■ Исходный текст:
****************
9 сентября, когда эскадра находилась у берегов Сицилии, её настиг шторм. Утром при уборке крюйселя на корабле «Азов», перед нашествием шквала, с рея упал в воду матрос. Мичман Домашенко бросился с кормы в воду, подхватил утопавшего, но волнением и шквалом их отнесло далеко в море. Спустили шлюпку, но она не успела доплыть до моряков. Оба они утонули.
Когда Моллер доложил Николаю о горестном положении матери Домашенко, тот не раздумывая начертал: «Несчастной матери дать в пенсион по смерть двойной оклад противу получавшегося сыном, а если есть сёстры, то распространить и на них до замужества. Об отличном подвиге г-на Домашенки объявить по флоту в вашем приказе».
****************
■ Строки данных:
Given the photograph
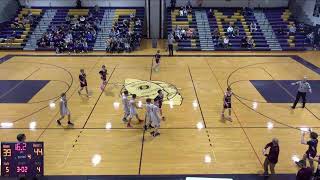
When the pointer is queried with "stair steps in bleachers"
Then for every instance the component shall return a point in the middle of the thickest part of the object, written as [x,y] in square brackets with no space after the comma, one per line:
[204,31]
[104,26]
[40,29]
[267,30]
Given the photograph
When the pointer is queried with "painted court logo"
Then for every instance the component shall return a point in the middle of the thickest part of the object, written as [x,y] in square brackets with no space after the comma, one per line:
[149,89]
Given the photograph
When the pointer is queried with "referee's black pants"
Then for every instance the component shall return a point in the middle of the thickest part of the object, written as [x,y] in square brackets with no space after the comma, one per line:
[170,47]
[300,94]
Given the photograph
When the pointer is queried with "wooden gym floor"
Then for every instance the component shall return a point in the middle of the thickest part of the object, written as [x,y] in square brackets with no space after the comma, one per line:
[233,147]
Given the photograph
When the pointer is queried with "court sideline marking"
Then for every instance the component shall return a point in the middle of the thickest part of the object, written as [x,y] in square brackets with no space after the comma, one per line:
[203,119]
[144,131]
[213,73]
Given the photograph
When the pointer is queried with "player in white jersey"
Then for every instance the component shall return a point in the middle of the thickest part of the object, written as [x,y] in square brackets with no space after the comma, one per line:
[148,114]
[155,118]
[133,110]
[125,104]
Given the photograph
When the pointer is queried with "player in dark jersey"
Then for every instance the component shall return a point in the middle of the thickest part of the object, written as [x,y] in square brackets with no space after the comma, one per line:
[159,99]
[83,82]
[227,102]
[157,58]
[312,147]
[103,75]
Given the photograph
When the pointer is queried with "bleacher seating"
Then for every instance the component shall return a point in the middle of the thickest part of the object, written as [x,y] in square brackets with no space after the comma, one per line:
[220,18]
[174,19]
[281,18]
[14,36]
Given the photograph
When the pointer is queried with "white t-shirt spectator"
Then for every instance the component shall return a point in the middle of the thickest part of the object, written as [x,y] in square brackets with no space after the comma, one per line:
[230,29]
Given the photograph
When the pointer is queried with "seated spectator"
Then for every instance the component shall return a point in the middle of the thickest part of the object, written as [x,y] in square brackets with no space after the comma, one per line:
[138,23]
[253,27]
[250,42]
[181,12]
[189,7]
[132,17]
[226,42]
[236,31]
[190,33]
[292,29]
[230,31]
[210,13]
[281,31]
[215,34]
[96,9]
[220,42]
[301,27]
[244,43]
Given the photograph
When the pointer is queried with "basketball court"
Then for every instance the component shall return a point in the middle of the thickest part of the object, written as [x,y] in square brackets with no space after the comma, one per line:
[194,139]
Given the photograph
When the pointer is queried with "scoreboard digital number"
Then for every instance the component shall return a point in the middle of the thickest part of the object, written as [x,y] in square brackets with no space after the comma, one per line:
[22,159]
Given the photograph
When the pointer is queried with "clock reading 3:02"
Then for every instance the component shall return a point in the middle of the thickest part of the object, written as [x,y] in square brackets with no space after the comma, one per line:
[22,159]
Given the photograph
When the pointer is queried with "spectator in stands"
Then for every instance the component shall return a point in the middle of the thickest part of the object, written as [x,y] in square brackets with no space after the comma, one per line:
[138,23]
[226,42]
[173,4]
[281,31]
[305,173]
[79,5]
[189,7]
[244,42]
[292,29]
[210,14]
[190,33]
[220,41]
[236,31]
[250,42]
[230,30]
[132,17]
[96,9]
[253,27]
[215,33]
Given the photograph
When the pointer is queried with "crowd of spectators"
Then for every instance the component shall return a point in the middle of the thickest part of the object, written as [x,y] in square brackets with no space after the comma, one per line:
[72,36]
[122,37]
[21,22]
[181,33]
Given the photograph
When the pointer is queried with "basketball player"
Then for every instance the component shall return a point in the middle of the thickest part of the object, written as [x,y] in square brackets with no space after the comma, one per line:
[125,104]
[133,110]
[155,118]
[157,57]
[83,82]
[272,157]
[312,149]
[159,99]
[64,110]
[103,73]
[227,102]
[304,87]
[148,114]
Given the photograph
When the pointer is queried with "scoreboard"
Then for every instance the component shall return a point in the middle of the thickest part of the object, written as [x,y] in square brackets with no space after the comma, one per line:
[20,159]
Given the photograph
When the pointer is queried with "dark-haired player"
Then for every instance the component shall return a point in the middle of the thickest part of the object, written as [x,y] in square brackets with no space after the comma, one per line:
[125,103]
[64,110]
[133,110]
[227,102]
[157,58]
[83,82]
[148,114]
[312,147]
[159,99]
[103,75]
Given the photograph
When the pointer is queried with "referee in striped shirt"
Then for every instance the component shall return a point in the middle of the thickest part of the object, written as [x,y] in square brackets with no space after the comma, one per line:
[304,87]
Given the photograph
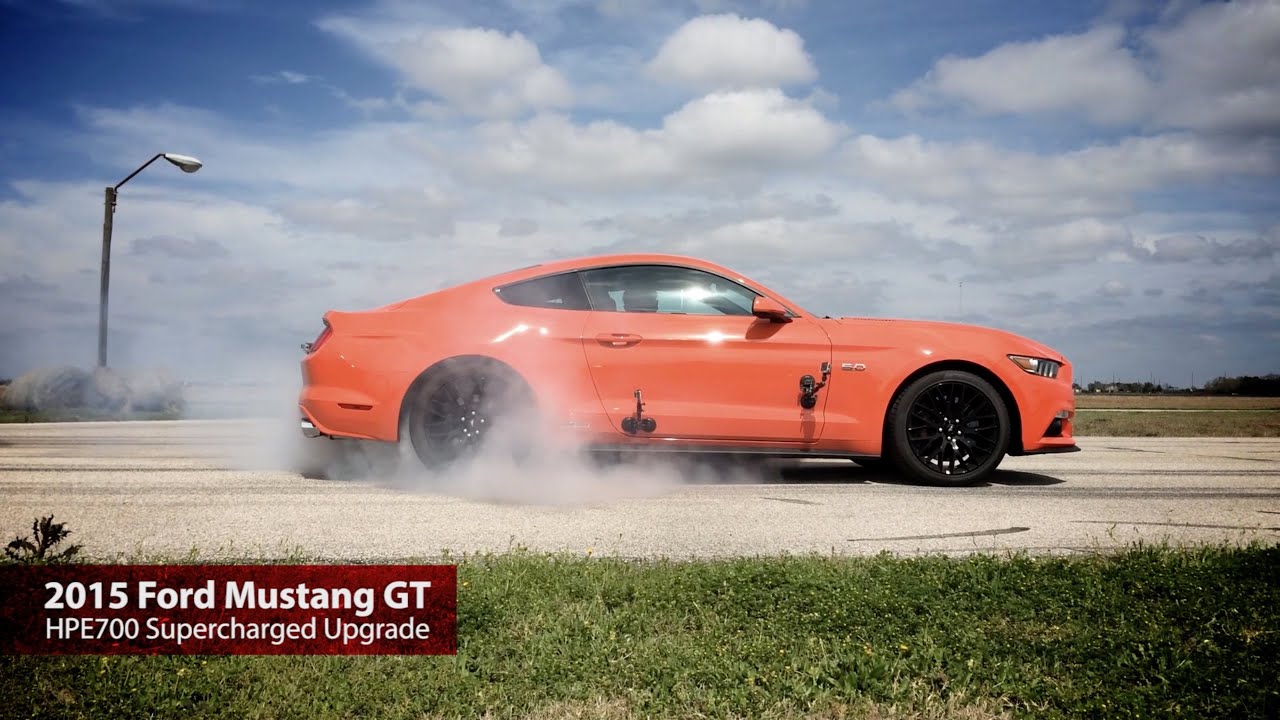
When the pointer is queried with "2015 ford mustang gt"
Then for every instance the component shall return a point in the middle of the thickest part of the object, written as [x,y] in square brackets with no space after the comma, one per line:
[662,352]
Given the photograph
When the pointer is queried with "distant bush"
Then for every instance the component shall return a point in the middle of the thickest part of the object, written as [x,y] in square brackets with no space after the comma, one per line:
[103,391]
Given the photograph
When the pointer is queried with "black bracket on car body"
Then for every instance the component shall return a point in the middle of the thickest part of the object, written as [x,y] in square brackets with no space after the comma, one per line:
[639,422]
[809,387]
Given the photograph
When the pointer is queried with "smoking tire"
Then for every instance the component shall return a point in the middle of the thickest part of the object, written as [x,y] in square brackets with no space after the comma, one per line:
[466,405]
[949,428]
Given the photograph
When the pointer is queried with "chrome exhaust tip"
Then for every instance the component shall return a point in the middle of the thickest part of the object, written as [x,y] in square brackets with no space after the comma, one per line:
[309,429]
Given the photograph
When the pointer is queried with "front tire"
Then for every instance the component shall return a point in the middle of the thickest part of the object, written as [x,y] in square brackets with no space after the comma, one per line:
[466,406]
[949,428]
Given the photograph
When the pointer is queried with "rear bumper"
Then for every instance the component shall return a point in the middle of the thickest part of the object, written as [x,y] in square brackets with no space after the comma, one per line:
[309,429]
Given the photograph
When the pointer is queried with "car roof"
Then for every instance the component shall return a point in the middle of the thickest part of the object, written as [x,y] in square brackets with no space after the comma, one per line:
[606,260]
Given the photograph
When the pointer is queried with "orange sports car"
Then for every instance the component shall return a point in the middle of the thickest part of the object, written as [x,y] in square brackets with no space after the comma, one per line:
[662,352]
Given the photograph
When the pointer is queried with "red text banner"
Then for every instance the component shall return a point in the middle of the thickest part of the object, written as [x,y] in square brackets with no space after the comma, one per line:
[228,610]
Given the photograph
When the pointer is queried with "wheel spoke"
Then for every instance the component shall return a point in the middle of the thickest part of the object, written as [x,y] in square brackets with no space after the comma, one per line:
[952,427]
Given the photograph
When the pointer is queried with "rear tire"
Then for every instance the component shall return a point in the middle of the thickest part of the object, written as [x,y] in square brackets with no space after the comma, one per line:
[949,428]
[466,406]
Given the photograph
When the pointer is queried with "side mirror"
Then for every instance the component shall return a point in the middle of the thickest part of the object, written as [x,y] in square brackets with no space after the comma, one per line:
[769,309]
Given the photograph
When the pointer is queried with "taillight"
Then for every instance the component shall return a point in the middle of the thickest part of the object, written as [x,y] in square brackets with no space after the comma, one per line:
[324,335]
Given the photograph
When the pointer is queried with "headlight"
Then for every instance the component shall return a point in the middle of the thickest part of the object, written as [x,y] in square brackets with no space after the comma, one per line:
[1037,365]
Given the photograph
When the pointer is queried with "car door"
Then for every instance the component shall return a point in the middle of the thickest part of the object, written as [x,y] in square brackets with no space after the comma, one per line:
[705,367]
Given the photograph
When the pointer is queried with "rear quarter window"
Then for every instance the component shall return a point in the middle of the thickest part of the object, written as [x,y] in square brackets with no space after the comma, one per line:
[561,292]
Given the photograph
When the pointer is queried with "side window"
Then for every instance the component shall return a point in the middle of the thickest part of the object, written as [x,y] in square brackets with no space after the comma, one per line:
[664,288]
[562,292]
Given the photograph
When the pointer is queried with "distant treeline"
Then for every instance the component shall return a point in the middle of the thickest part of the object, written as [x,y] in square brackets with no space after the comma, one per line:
[1253,386]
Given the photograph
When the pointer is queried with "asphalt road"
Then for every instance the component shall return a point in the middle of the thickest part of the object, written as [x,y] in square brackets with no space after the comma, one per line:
****************
■ Порядок работы:
A - Где находилась эскадра, когда её настиг шторм, согласно тексту о подвиге мичмана Домашенко?
B - Пожалуйста, продолжите текст о подвиге мичмана Домашенко, начиная сразу после его последнего предложения.

■ Результаты выполнения:
A - У берегов Сицилии.

B -
В 1828 году на деньги, собранные офицерами Кронштадта, служившими на «Азове», соорудили памятник с изображением кормы корабля и надписью: «Офицеры корабля «Азов» любезному сослуживцу, бросившемуся с кормы корабля для спасения погибающего в волнах матроса и заплатившему жизнью за столь человеколюбивый поступок».
В Ионическом архипелаге на рассвете русские корабли встретились с английской эскадрой, где свой флаг на 88-пушечной «Азии» держал вице-адмирал Эдуард Кодрингтон. Как старшин во возрасту и званию, он принял командование объединённым отрядом. Кодрингтон, говорили, был храбр и отважен, хорошо разбирался в трелях боцманской дудки, но оказывался тугим на ухо, когда речь заходила о политических тонкостях. Сэр Эдуард читал лоцию как приключенческий роман, однако кряхтел, когда просматривал адмиралтейские дипломатические депеши.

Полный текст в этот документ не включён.